Records excerpted from a collection:

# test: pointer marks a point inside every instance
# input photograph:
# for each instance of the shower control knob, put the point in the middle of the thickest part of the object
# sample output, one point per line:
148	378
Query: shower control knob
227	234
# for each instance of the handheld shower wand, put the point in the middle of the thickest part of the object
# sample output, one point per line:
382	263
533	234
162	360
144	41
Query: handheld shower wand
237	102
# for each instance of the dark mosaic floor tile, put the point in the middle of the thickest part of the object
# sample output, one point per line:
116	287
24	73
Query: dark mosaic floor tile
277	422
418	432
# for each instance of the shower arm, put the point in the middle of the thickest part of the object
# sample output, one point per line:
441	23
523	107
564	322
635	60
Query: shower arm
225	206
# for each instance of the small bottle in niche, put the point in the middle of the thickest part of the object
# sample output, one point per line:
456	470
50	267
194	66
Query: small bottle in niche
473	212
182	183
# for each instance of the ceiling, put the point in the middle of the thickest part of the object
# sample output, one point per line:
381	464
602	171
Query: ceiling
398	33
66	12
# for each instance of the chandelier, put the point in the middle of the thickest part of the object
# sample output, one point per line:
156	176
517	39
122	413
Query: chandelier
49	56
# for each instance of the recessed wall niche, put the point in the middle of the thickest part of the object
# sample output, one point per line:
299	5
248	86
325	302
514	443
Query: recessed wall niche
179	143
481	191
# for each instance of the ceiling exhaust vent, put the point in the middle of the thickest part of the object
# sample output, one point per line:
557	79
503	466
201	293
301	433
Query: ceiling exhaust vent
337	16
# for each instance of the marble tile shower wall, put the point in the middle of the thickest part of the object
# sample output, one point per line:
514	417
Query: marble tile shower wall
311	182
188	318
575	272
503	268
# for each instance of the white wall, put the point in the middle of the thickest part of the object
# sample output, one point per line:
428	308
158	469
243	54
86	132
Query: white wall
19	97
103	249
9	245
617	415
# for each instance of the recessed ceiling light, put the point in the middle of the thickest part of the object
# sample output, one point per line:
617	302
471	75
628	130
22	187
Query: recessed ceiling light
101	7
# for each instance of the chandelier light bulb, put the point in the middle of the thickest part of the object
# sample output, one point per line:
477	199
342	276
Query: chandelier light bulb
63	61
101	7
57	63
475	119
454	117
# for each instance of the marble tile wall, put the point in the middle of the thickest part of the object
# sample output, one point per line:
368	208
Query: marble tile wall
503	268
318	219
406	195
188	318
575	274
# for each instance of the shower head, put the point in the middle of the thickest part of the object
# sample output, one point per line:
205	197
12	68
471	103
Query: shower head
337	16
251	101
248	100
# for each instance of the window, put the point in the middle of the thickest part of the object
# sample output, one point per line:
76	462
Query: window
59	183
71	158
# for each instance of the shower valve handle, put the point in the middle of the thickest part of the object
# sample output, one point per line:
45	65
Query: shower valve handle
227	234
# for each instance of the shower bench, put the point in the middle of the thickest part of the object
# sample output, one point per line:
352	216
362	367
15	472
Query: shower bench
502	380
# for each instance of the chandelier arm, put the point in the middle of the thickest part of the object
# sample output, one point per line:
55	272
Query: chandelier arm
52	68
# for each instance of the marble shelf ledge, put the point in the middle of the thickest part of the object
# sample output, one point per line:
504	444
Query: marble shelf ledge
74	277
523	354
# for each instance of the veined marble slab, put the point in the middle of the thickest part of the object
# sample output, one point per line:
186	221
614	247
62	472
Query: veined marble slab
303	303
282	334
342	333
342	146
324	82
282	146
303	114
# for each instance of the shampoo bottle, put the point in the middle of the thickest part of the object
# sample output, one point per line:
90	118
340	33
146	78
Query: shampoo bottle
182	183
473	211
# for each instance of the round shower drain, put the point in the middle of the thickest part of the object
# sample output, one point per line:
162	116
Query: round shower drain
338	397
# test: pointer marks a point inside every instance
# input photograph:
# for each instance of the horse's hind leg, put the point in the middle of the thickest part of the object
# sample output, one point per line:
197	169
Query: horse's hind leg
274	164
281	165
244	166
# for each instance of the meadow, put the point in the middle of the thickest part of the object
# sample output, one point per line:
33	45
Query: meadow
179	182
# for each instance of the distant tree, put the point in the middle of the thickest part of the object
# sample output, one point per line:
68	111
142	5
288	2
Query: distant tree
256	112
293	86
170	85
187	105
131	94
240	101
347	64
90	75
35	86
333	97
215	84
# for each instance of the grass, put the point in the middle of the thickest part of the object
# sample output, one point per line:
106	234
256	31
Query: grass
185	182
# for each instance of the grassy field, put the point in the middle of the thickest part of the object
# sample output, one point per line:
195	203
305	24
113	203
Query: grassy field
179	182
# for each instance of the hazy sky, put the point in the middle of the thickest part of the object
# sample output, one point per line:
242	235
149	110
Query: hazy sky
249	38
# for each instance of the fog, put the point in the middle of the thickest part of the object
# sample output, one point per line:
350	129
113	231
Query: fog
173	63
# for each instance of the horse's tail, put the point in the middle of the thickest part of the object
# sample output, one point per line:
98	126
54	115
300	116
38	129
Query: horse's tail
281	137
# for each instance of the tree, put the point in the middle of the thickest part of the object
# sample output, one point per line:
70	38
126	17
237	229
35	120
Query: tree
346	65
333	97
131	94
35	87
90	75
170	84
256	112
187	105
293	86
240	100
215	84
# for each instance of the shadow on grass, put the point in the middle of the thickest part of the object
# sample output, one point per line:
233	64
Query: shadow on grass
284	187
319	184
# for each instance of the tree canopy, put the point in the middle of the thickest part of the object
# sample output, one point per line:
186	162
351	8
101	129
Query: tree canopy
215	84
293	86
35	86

## ACTIVITY
Every entry must be output again exactly as it was given.

## ANSWER SPACE
# test: pointer marks a point inside every instance
# input photograph:
# for each instance of the shower control knob, put the point in the middle of the thickest part of the object
# sample output, one point per line:
148	378
Query: shower control knob
227	234
# for each instance of the handheld shower wand, put the point in the middle of the thickest part of the object
# sample output, one point per line:
382	263
533	234
162	360
144	41
Query: handheld shower wand
237	102
# for each instance of the dark mosaic floor tile, put the point in the middle of the thickest part of the object
# sample output, one point per line:
116	287
24	73
Query: dark mosaic floor tile
277	422
418	432
# for each instance of the shower arm, put the point in the middle of the thickest part of the object
# sample output, one point per line:
441	23
523	107
564	322
635	60
Query: shower arm
225	206
# for each instance of the small bottle in niche, put the point in the middle of the thickest part of the object
# sample output, one point per line:
456	470
50	267
194	66
Query: small bottle in niche
473	212
182	183
# for each instance of the ceiling, put the point in the middle of the thickest part of the object
# sample output, one point per line:
381	464
602	171
Query: ceiling
398	33
66	12
# for each instance of the chandelier, put the point in the middle of the thickest part of the object
# sample output, one point per line:
156	176
517	39
122	413
Query: chandelier
49	56
# for each instance of the recessed wall niche, put the point in the middle of the thickest part of the object
# sample output, one point per line:
299	5
248	86
325	302
514	443
Query: recessed wall niche
179	143
481	191
# for each instance of the ceiling exhaust vent, put the point in the middle of the thickest part of the object
# sample output, one point per line:
557	79
503	466
201	293
301	433
Query: ceiling exhaust vent
337	16
# for each instance of the marble tile shower wall, put the point in the middle of the thickest part of the object
# sample output, one point per line:
514	417
Query: marble tile shower wall
311	182
188	318
575	272
503	268
# for each instance of the white wall, put the point in the middle of the thickest part of the object
# sample output, one point per line:
428	308
158	469
243	54
86	132
Query: white wall
19	97
103	249
9	245
617	415
# for each instance of the recessed ceiling light, put the point in the middle of the thickest part of the object
# sample output, one point per line:
617	302
471	75
628	130
22	187
Query: recessed ceiling light
101	7
# for each instance of the chandelier light bulb, put the point in the middle of the thickest part of the object
# sample output, one point per line:
477	199
342	276
Query: chandelier light bulb
63	61
101	7
57	63
475	119
454	117
# for each instance of the marble tile wall, put the point in the middle of the thickest part of the object
# sample output, one point per line:
368	208
Query: marble tile wall
503	268
318	219
406	195
188	318
575	274
# for each instance of the shower head, put the point in the middle of the thickest part of the object
# sample output, one point per line:
205	197
12	68
471	103
Query: shower head
337	16
251	101
248	100
# for each instance of the window, put the point in the middle of the thickest part of the object
# sample output, one point per line:
76	462
Query: window
59	183
71	158
# for each instance of the shower valve handle, put the point in the middle of the thickest part of the object
# sample output, one point per line:
45	65
Query: shower valve handle
227	234
# for each instance of the shower bench, put the point in the middle of the thickest part of the object
# sample output, one point per line:
352	216
362	367
15	472
Query: shower bench
502	380
# for each instance of the chandelier arm, put the point in the middle of the thickest part of the object
# sample output, one point per line:
55	272
Query: chandelier arm
52	68
# for each instance of the marble shelf ledge, put the point in the middle of the thickest part of the object
# sample output, one point per line:
504	444
Query: marble shelf ledge
74	277
523	354
# for each instance of the veined marble slab, put the point in the middle of the thickest part of the object
# sample output, one point per line:
186	221
614	247
62	472
Query: veined marble slab
303	303
282	334
342	333
342	146
324	82
282	146
303	114
# for each instance of the shampoo bottle, put the point in the middle of the thickest part of the object
# sample output, one point per line:
90	118
340	33
146	78
Query: shampoo bottle
182	183
473	211
# for each instance of the round shower drain, put the point in the middle of the thickest part of the object
# sample output, one point per line:
162	116
Query: round shower drain
338	397
# test: pointer marks a point inside every instance
# input photograph:
# for each instance of the horse's hind leg, put the point in the middle of the thickest part of the object
# sample output, one point per line:
197	169
Query: horse's hind leg
274	164
281	165
244	166
# for each instance of the meadow, put the point in the middle of the thickest part of the object
# sample output, one point per line:
33	45
Query: meadow
179	182
# for each instance of the distant tree, put the point in the middle of the thickest part of the object
# sample output, one point per line:
68	111
142	5
288	2
Query: distant tree
256	112
293	86
170	85
187	105
131	94
240	101
347	64
90	75
35	86
333	97
215	84
# for each instance of the grass, put the point in the middle of the thickest part of the object
# sample output, one point per line:
106	234
256	31
Query: grass
185	182
# for each instance of the grassy field, put the point in the middle of the thickest part of the object
# sample output, one point per line:
195	203
305	24
113	203
Query: grassy field
179	182
# for each instance of the hazy sky, put the point in the middle of the thickest part of the object
# sample output, one point per line:
242	235
149	110
Query: hazy sky
249	38
# for each instance of the fog, put the point in the middle of the thickest part of the object
# sample output, one point per line:
350	129
113	231
Query: fog
173	63
# for each instance of the horse's tail, put the point in the middle of the thickest part of the object
# sample output, one point per line:
98	126
54	115
300	116
38	129
Query: horse's tail
281	137
# for each instance of the tree, put the point in the middle of the thickest part of the object
# sample output, one point per line:
70	38
126	17
237	229
35	120
Query: tree
346	65
333	97
131	94
35	87
90	75
170	84
256	112
187	105
293	86
240	100
215	84
# for each instance of the shadow on grass, put the point in the middle of the thickest part of the object
# sample output, one point per line:
233	64
Query: shadow on grass
284	187
319	184
# for each instance of the tree canopy, put the point in the middle of the thickest part of the object
# sample output, one point per line:
186	162
351	8
101	129
Query: tree canopy
215	84
293	86
35	86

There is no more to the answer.